_GIVEN REQUEST 1:_
Answer from the lib/string.c patch thread:
(a) Which compiler option enables gcc's transformation of a naive memset/memcpy loop into a call to the function itself?
(b) Which flag does the patch set for string.o so that gcc will not perform this optimization?
(c) Who wrote the reply whose subject begins "Re: [PATCH v2]"?
_GIVEN REQUEST 2:_
Continue the lib/string.c patch thread from the point where it stops.

_PROVIDED TEXT:_
▼
This has been the case for a while (see eg [0]), but gcc-10.x enables
this option at -O2 rather than -O3 as in previous versions.

Add -ffreestanding, which implicitly disables this optimization with
gcc. It is unclear whether clang performs such optimizations, but
hopefully it will also not do so in a freestanding environment.

[0] https://gcc.gnu.org/bugzilla/show_bug.cgi?id=56888

Signed-off-by: Arvind Sankar <[email protected]>
---
lib/Makefile | 7 ++++++-
1 file changed, 6 insertions(+), 1 deletion(-)

diff --git a/lib/Makefile b/lib/Makefile
index e290fc5707ea..a4a4c6864f51 100644
--- a/lib/Makefile
+++ b/lib/Makefile
@@ -15,11 +15,16 @@ KCOV_INSTRUMENT_debugobjects.o := n
KCOV_INSTRUMENT_dynamic_debug.o := n
KCOV_INSTRUMENT_fault-inject.o := n

+# string.o implements standard library functions like memset/memcpy etc.
+# Use -ffreestanding to ensure that the compiler does not try to "optimize"
+# them into calls to themselves.
+CFLAGS_string.o := -ffreestanding
+
# Early boot use of cmdline, don't instrument it
ifdef CONFIG_AMD_MEM_ENCRYPT
KASAN_SANITIZE_string.o := n

-CFLAGS_string.o := -fno-stack-protector
+CFLAGS_string.o += -fno-stack-protector
endif

# Used by KCSAN while enabled, avoid recursion.
--
2.26.2

2020-08-19 18:38:30

by Nick Desaulniers

[permalink] [raw]
Subject: Re: [PATCH v2] lib/string.c: Use freestanding environment

On Wed, Aug 19, 2020 at 7:08 AM Arvind Sankar <[email protected]> wrote:
>
> gcc can transform the loop in a naive implementation of memset/memcpy
> etc into a call to the function itself. This optimization is enabled by
> -ftree-loop-distribute-patterns.
>
> This has been the case for a while (see eg [0]), but gcc-10.x enables
> this option at -O2 rather than -O3 as in previous versions.
▲
_SOURCE MATERIAL:_
▼
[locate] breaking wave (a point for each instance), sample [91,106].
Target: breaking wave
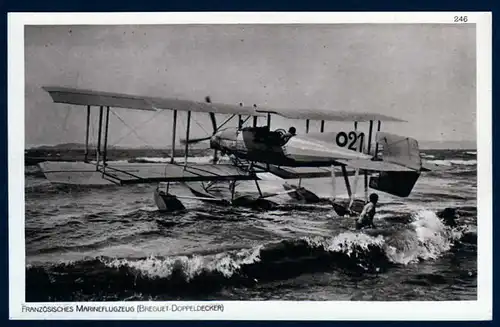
▲
_EXERCISE OUTPUT 1:_
(a) -ftree-loop-distribute-patterns
(b) -ffreestanding
(c) Nick Desaulniers

_EXERCISE OUTPUT 2:_
>
> Add -ffreestanding, which implicitly disables this optimization with
> gcc. It is unclear whether clang performs such optimizations, but
> hopefully it will also not do so in a freestanding environment.
>
> [0] https://gcc.gnu.org/bugzilla/show_bug.cgi?id=56888
>
> Signed-off-by: Arvind Sankar <[email protected]>

For Clang:
For x86_64 defconfig:
This results in no change for the code generated.

For aarch64 defconfig:
This results in calls to bcmp being replaced with calls to memcmp in
strstr and strnstr. I plan on adding -fno-built-bcmp then removing
bcmp anyways. Not a bug either way, just noting the difference is
disassembly.

For arm defconfig:
This results in no change for the code generated.

I should check the other architectures we support, but my local build
doesn't have all backends enabled currently; we'll catch it once it's
being testing in -next if it's an issue, but I don't foresee it
(knocks on wood, famous last words, ...)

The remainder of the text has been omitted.